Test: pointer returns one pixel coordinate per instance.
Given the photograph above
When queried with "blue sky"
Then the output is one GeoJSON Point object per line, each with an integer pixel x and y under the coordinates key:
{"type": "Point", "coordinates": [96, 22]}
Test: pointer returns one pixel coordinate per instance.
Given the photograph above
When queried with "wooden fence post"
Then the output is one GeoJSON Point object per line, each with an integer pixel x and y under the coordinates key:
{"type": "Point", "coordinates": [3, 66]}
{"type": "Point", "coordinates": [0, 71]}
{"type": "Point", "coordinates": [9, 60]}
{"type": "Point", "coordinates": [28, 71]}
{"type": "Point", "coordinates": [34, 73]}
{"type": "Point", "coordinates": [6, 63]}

□ □ □ □ □ □ □

### [Exercise description]
Each record above must be output without any alteration.

### [Output for this task]
Test: pointer returns one pixel coordinate per instance.
Given the photograph above
When queried with "blue sky"
Then the output is one GeoJSON Point object per line, each with an integer pixel x and y under the coordinates key:
{"type": "Point", "coordinates": [96, 22]}
Test: pointer returns one pixel coordinate per instance.
Given the photograph above
When queried with "wooden fence post"
Then the output is one GeoJSON Point object per line, each with an integer pixel x and y under the coordinates key:
{"type": "Point", "coordinates": [3, 66]}
{"type": "Point", "coordinates": [0, 71]}
{"type": "Point", "coordinates": [9, 60]}
{"type": "Point", "coordinates": [28, 71]}
{"type": "Point", "coordinates": [34, 73]}
{"type": "Point", "coordinates": [6, 63]}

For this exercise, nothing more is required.